Passage provided -
>>

Skip to main content

Overview

The DecisionTreeClassifier class implements a decision tree algorithm for classification problems. It builds a tree structure by recursively splitting the data based on features that maximize information gain or minimize impurity.

Constructor

criterion
Criterion
default:"Criterion::gini"
The function to measure the quality of a split. Supported criteria are:
  • Criterion::gini - Gini impurity
  • Criterion::entropy - Information gain
max_depth
std::size_t
default:"std::numeric_limits<std::size_t>::max()"
The maximum depth of the tree. If not set, nodes are expanded until all leaves are pure or contain fewer than min_samples_split samples.
min_samples_split
std::size_t
default:"2"
The minimum number of samples required to split an internal node.
min_samples_leaf
std::size_t
default:"1"
The minimum number of samples required to be at a leaf node.
min_impurity_decrease
double
default:"0.0"

<<

(Recorded data)
>>

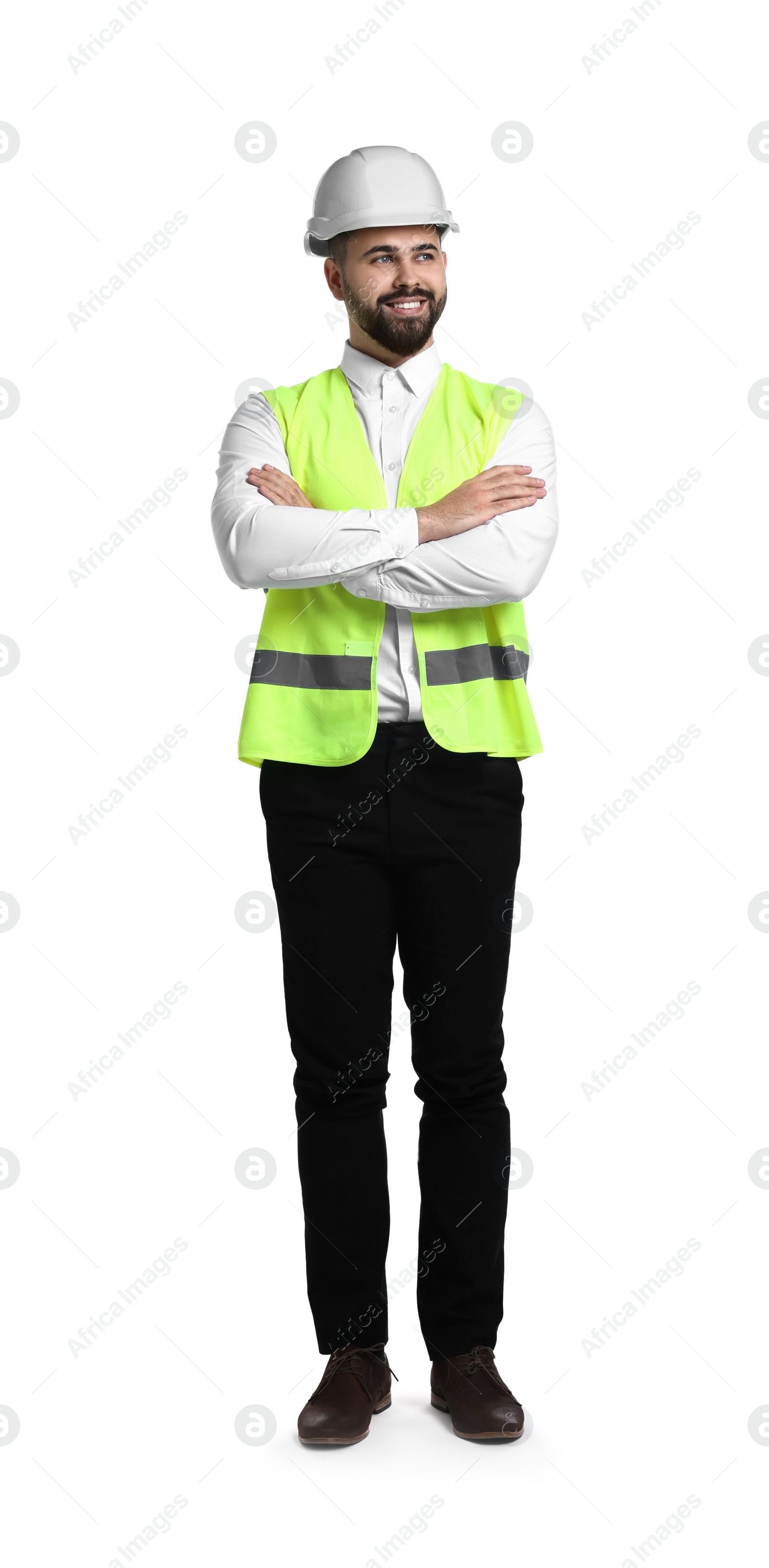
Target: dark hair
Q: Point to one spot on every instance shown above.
(338, 247)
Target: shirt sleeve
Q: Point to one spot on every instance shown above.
(498, 562)
(266, 546)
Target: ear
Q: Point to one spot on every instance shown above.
(333, 278)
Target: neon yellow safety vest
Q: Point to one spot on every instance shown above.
(313, 692)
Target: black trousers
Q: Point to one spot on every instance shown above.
(420, 846)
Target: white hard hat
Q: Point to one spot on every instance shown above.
(374, 187)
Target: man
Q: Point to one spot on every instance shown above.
(388, 712)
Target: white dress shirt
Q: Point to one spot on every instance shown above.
(377, 554)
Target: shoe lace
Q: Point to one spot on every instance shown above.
(350, 1358)
(483, 1358)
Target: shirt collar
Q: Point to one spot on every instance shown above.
(420, 372)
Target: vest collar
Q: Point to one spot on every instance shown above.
(420, 373)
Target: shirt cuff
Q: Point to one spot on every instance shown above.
(399, 534)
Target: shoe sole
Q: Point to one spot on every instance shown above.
(346, 1443)
(509, 1437)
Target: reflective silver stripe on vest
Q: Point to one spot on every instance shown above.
(318, 672)
(481, 662)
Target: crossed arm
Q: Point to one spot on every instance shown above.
(487, 542)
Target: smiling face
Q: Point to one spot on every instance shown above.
(393, 283)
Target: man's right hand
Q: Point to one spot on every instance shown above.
(503, 488)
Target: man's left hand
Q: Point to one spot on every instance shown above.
(277, 486)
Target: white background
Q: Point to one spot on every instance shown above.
(107, 924)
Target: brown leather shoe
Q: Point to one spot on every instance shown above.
(355, 1385)
(471, 1390)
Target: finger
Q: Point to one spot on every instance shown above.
(508, 468)
(272, 495)
(517, 502)
(509, 477)
(514, 490)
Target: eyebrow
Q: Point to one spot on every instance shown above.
(393, 250)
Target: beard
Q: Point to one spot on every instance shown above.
(399, 335)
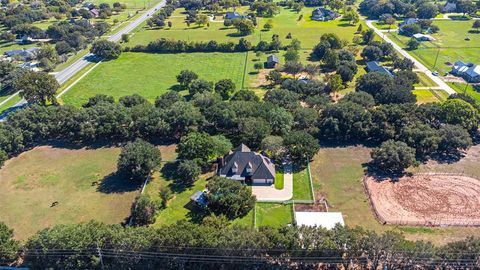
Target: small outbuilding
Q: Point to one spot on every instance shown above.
(327, 220)
(272, 61)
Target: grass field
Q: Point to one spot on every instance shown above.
(306, 30)
(450, 45)
(425, 96)
(151, 75)
(337, 174)
(464, 88)
(82, 181)
(425, 81)
(301, 185)
(273, 214)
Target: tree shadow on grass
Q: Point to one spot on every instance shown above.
(195, 213)
(177, 88)
(345, 25)
(118, 183)
(236, 35)
(168, 172)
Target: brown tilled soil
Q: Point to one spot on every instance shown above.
(428, 200)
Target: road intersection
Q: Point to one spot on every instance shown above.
(70, 71)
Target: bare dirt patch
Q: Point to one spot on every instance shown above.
(426, 200)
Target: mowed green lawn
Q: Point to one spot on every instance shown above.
(301, 186)
(425, 96)
(306, 30)
(449, 45)
(151, 75)
(82, 181)
(273, 214)
(337, 174)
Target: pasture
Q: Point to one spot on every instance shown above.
(82, 181)
(337, 173)
(450, 45)
(426, 200)
(151, 75)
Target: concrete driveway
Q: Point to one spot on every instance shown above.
(271, 194)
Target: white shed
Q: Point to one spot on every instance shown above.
(327, 220)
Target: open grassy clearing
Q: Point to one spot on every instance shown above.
(151, 75)
(337, 174)
(465, 88)
(301, 185)
(180, 207)
(306, 30)
(274, 214)
(425, 96)
(425, 81)
(450, 45)
(82, 181)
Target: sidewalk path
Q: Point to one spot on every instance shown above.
(441, 84)
(271, 194)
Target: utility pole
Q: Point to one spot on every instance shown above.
(100, 255)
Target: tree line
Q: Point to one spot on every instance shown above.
(164, 45)
(291, 120)
(216, 243)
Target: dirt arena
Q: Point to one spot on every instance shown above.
(426, 200)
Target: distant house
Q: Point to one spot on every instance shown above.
(199, 199)
(95, 13)
(25, 39)
(409, 21)
(272, 61)
(469, 71)
(246, 166)
(24, 54)
(232, 15)
(323, 14)
(450, 7)
(422, 37)
(374, 66)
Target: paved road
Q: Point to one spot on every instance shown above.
(78, 65)
(81, 63)
(419, 66)
(271, 194)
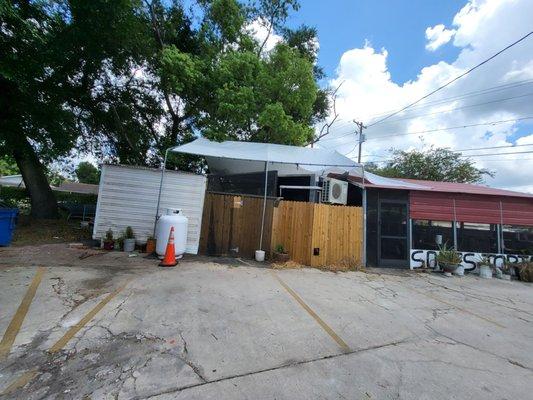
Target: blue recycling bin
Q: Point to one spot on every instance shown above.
(8, 219)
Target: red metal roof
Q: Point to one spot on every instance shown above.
(450, 187)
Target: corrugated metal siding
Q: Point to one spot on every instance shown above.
(128, 196)
(471, 208)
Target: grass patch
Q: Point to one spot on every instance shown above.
(345, 265)
(30, 231)
(288, 265)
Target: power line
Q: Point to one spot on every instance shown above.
(461, 108)
(347, 133)
(452, 127)
(453, 80)
(489, 160)
(498, 154)
(470, 155)
(510, 85)
(494, 147)
(498, 88)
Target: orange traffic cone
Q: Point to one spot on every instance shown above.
(170, 254)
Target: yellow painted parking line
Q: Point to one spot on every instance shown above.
(90, 315)
(342, 344)
(29, 375)
(22, 381)
(14, 326)
(459, 308)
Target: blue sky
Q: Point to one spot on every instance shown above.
(387, 53)
(397, 25)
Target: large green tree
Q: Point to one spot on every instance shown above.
(219, 80)
(54, 54)
(87, 173)
(126, 79)
(433, 164)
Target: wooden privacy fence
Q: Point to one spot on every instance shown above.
(318, 234)
(231, 225)
(312, 234)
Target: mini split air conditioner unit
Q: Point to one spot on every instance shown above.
(334, 191)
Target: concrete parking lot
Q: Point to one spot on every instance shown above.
(111, 326)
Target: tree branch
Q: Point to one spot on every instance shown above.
(325, 130)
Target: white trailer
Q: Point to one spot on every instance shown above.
(127, 196)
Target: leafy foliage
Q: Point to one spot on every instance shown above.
(126, 79)
(434, 164)
(87, 173)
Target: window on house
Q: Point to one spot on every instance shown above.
(478, 238)
(517, 239)
(425, 234)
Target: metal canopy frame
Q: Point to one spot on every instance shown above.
(175, 149)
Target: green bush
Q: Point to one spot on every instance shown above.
(18, 197)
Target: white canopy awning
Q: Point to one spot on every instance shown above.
(266, 152)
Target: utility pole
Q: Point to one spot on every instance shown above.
(362, 138)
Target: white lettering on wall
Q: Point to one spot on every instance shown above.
(429, 257)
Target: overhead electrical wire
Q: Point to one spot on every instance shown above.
(480, 92)
(462, 107)
(497, 88)
(451, 81)
(452, 127)
(473, 155)
(493, 147)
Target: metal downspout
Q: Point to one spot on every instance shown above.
(264, 207)
(364, 217)
(161, 187)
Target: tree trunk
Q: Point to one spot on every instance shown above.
(43, 201)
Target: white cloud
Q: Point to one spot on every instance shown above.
(260, 30)
(481, 29)
(437, 36)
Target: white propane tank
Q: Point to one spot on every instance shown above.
(173, 218)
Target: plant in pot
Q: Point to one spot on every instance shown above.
(485, 267)
(150, 245)
(449, 260)
(280, 255)
(129, 240)
(109, 242)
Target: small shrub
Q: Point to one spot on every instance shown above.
(128, 234)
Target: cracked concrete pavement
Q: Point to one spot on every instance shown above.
(211, 330)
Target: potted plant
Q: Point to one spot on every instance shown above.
(109, 242)
(449, 260)
(280, 255)
(129, 240)
(485, 268)
(150, 245)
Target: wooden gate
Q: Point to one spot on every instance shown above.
(318, 234)
(231, 225)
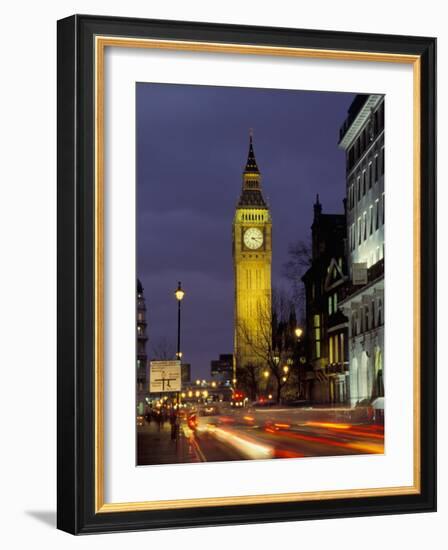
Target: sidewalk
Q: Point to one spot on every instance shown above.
(155, 446)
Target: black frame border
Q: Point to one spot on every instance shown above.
(76, 262)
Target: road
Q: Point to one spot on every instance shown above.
(244, 434)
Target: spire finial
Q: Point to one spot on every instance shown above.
(251, 165)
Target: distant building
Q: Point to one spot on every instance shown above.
(185, 373)
(221, 369)
(142, 358)
(252, 259)
(362, 138)
(326, 326)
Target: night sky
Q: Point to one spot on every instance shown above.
(192, 145)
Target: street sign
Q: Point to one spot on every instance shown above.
(359, 273)
(164, 376)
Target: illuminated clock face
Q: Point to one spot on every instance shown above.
(253, 238)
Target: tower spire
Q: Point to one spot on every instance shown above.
(251, 164)
(251, 194)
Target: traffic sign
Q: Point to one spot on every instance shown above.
(164, 376)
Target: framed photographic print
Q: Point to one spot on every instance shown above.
(246, 274)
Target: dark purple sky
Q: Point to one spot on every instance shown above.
(192, 145)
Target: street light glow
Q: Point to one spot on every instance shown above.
(179, 293)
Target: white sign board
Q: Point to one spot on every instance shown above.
(359, 274)
(164, 376)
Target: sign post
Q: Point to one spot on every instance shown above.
(164, 376)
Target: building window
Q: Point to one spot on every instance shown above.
(354, 324)
(377, 214)
(317, 335)
(367, 318)
(364, 222)
(380, 312)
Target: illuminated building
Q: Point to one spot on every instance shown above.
(252, 257)
(221, 369)
(142, 358)
(327, 327)
(362, 138)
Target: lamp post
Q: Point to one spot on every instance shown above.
(179, 294)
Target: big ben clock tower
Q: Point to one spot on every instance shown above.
(252, 258)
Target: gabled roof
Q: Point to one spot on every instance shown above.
(335, 275)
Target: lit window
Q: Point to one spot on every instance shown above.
(377, 214)
(317, 334)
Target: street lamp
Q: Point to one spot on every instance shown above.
(179, 293)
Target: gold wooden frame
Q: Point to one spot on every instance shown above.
(101, 42)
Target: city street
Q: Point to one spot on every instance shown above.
(212, 434)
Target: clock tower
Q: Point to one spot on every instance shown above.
(252, 258)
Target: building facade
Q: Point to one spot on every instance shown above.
(142, 358)
(362, 138)
(326, 325)
(221, 369)
(252, 257)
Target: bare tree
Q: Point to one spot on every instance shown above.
(272, 360)
(300, 258)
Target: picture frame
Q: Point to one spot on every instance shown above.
(82, 41)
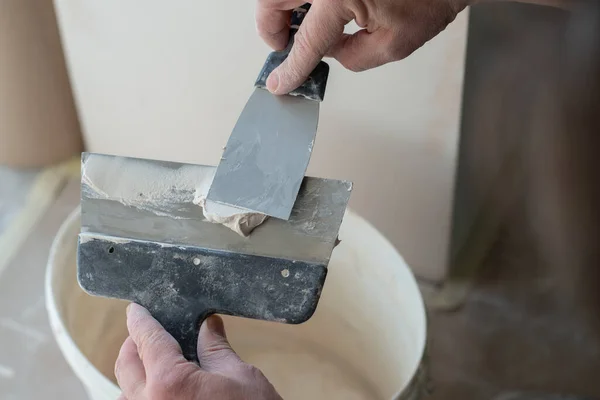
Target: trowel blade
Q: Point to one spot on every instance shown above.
(267, 154)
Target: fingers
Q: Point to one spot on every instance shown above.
(321, 29)
(364, 50)
(214, 352)
(157, 349)
(129, 370)
(273, 25)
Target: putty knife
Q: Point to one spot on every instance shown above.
(268, 151)
(144, 240)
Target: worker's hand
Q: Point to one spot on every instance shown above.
(151, 366)
(392, 30)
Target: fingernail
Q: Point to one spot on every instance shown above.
(215, 325)
(273, 82)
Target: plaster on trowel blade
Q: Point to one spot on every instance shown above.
(267, 154)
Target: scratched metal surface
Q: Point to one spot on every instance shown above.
(267, 154)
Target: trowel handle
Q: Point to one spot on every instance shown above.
(314, 87)
(298, 15)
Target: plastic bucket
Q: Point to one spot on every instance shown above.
(366, 341)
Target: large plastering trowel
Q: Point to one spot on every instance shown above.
(270, 146)
(144, 239)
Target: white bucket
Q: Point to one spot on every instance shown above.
(366, 340)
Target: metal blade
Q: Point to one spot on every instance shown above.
(267, 154)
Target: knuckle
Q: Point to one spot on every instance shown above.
(149, 338)
(118, 366)
(305, 47)
(165, 384)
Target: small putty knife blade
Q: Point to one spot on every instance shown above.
(267, 154)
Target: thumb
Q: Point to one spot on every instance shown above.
(322, 28)
(364, 50)
(214, 351)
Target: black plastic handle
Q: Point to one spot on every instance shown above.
(314, 87)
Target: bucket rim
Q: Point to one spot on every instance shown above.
(83, 368)
(87, 372)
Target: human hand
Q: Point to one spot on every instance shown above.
(391, 31)
(151, 366)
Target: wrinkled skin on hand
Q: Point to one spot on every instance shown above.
(391, 31)
(151, 366)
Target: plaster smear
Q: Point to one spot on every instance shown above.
(161, 189)
(364, 342)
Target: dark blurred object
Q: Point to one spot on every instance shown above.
(564, 190)
(527, 325)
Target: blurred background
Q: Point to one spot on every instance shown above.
(476, 157)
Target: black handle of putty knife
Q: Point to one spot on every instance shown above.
(314, 87)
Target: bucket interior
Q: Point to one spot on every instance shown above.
(365, 340)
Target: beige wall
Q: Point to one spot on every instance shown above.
(168, 80)
(38, 122)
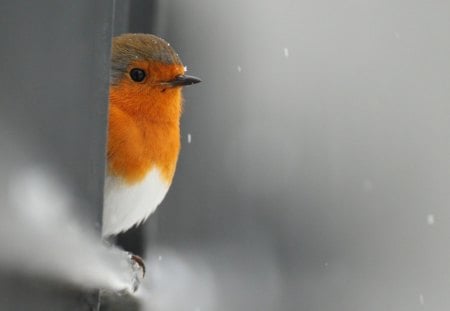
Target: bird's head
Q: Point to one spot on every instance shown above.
(146, 77)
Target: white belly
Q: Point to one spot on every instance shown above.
(129, 205)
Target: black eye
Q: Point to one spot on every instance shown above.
(137, 74)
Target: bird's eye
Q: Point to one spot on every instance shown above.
(138, 75)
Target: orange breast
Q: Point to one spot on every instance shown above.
(144, 130)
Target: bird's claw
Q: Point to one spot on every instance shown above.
(138, 270)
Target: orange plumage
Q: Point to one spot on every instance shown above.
(144, 125)
(144, 128)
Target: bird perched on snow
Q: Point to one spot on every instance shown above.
(145, 104)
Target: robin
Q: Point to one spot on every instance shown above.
(145, 105)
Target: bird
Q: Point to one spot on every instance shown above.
(143, 138)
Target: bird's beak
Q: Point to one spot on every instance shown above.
(182, 80)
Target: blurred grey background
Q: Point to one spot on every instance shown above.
(315, 165)
(317, 174)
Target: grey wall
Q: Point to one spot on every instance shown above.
(317, 177)
(54, 61)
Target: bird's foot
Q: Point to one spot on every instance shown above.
(138, 270)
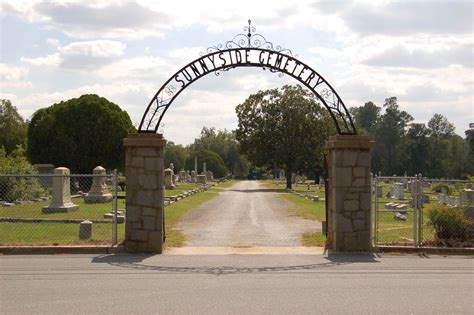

<<

Tasks to perform -
1. Answer these questions from the DecisionTreeClassifier documentation:
(a) What is the default value of criterion?
(b) What is the default value of min_samples_leaf?
(c) What type does min_impurity_decrease take?
2. Rewrite the rows from their start through the line with "(483, 1358)". Swap "Target" for "Label" and change nothing else. Leave the pictures out.
The rows have no connection to the DecisionTreeClassifier documentation.

Results -
1.
(a) Criterion::gini
(b) 1
(c) double

2.
Label: dark hair
Q: Point to one spot on every instance shown above.
(338, 247)
Label: shirt sleeve
Q: Point to one spot on every instance shown above.
(498, 562)
(266, 546)
Label: ear
Q: Point to one spot on every instance shown above.
(333, 278)
Label: neon yellow safety vest
Q: Point to one spot on every instance shown above.
(313, 692)
Label: black trousers
Q: Point to one spot on every instance shown above.
(420, 846)
Label: white hard hat
Q: Point to one spot on every instance shown above.
(374, 187)
Label: man
Q: Point to one spot on every instance shown above.
(388, 712)
Label: white dress shirt
Q: Point to one spot on every instance shown above.
(377, 554)
Label: shoe lace
Q: Point to one spot on every instance shown above.
(350, 1358)
(483, 1358)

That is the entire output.